Reproduce, exactly and in full, only the lines below from the one containing "the dark rock" through the one containing "[(844, 217), (464, 432)]".

*** Opening Information provided ***

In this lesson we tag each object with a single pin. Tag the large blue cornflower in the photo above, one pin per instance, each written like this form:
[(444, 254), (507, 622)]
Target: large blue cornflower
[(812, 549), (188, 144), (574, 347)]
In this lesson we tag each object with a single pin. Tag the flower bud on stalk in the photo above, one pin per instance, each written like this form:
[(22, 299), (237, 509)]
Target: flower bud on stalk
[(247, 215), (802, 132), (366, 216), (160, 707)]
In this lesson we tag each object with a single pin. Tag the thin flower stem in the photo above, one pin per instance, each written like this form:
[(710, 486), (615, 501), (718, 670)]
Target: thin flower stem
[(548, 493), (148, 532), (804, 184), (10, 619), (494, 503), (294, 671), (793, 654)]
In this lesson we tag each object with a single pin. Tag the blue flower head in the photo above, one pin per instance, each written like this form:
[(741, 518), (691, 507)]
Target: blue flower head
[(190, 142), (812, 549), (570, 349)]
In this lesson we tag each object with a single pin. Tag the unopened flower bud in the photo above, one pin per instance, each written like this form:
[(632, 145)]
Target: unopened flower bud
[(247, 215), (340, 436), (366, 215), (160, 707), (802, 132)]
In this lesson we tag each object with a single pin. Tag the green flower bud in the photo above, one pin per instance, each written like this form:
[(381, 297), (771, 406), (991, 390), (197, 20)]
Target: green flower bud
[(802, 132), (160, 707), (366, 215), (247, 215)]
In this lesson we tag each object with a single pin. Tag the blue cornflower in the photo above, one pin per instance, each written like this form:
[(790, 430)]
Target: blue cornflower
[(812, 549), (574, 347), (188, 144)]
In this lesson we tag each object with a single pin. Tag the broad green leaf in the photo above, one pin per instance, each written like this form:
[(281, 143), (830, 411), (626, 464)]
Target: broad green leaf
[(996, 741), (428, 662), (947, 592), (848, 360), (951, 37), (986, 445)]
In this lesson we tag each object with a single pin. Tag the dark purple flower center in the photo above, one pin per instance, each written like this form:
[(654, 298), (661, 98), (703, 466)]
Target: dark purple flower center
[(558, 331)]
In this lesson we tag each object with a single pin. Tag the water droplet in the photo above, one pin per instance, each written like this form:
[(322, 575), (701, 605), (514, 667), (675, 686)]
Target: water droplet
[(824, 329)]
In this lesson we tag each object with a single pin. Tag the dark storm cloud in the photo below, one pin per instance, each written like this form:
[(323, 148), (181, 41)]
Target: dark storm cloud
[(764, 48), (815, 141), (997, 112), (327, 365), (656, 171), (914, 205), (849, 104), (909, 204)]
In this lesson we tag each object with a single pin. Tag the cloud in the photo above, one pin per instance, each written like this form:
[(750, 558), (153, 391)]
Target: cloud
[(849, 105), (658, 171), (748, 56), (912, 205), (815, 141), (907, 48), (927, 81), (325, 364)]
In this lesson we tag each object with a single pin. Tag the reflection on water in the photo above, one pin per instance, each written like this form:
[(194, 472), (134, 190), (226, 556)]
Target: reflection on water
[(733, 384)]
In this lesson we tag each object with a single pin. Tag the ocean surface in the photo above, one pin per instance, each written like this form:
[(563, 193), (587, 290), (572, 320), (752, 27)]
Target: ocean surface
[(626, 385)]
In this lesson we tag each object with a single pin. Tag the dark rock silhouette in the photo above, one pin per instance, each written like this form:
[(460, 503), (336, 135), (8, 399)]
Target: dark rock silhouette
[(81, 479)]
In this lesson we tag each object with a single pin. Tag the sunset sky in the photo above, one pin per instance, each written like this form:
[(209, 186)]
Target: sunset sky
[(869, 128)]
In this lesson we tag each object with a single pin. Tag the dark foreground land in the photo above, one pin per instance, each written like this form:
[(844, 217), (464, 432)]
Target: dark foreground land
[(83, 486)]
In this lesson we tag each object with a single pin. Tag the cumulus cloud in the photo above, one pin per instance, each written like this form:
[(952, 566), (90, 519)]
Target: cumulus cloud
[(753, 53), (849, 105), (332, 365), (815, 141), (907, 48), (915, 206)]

*** Closing Information provided ***
*** Opening Information provided ***

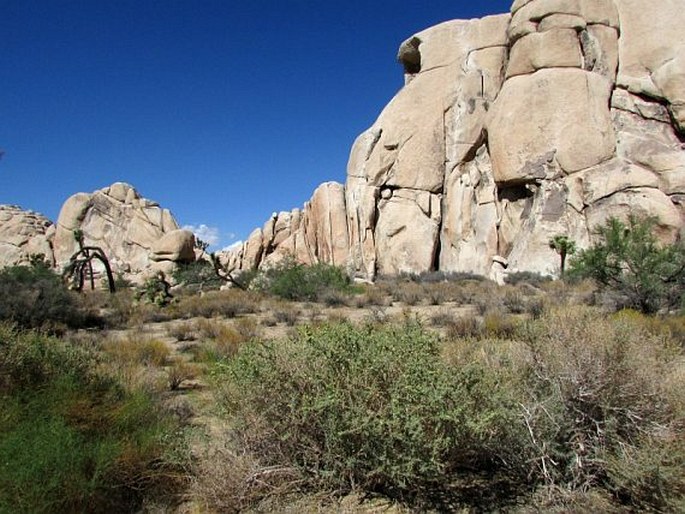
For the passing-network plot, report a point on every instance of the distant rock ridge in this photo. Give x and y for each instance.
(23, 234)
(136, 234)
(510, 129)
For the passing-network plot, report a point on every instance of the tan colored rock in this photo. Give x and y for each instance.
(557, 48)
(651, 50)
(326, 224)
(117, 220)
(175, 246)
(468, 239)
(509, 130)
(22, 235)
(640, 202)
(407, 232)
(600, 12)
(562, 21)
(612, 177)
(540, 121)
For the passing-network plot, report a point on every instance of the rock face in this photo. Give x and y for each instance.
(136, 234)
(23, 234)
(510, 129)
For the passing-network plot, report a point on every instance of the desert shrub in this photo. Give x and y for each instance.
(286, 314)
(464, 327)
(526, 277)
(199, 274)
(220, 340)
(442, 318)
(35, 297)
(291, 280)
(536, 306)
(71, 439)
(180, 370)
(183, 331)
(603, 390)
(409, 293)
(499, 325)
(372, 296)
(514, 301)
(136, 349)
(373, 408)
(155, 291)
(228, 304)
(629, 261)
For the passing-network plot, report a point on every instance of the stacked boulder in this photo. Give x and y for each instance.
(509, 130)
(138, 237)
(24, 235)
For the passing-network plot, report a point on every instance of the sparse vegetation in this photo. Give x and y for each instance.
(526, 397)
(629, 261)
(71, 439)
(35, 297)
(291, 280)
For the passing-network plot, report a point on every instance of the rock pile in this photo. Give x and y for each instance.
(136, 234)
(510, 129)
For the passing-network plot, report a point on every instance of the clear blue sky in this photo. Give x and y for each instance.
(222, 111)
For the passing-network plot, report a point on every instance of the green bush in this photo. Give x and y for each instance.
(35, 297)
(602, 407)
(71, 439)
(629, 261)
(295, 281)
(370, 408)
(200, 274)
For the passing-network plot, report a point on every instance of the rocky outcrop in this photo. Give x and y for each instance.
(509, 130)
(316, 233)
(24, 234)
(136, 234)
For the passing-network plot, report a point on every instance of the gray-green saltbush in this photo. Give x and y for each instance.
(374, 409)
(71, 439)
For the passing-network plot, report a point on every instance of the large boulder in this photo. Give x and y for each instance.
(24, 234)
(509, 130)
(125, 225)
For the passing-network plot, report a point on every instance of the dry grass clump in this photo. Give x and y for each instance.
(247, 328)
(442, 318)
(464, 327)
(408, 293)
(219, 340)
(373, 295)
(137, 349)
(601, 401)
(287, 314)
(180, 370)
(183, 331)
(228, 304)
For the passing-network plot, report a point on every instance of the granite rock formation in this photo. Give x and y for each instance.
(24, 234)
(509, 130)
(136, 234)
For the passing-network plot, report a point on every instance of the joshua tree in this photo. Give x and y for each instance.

*** Closing Information provided ***

Exercise response ::
In this lesson we tag each object with a single pin. Tag the dark rock silhouette in the photo above, one pin per instance, each written like this form:
[(460, 503), (336, 135), (8, 399)]
Target: dark rock silhouette
[(81, 479)]
In this lesson we tag each object with a single pin. Tag the sunset sky in the photo above, one pin per instance, each written like this form:
[(209, 186)]
Target: sunset sky
[(869, 128)]
In this lesson we tag each object with a single pin. Tag the dark foreground land in the photo above, one pin per instance, each written like this form:
[(844, 217), (464, 432)]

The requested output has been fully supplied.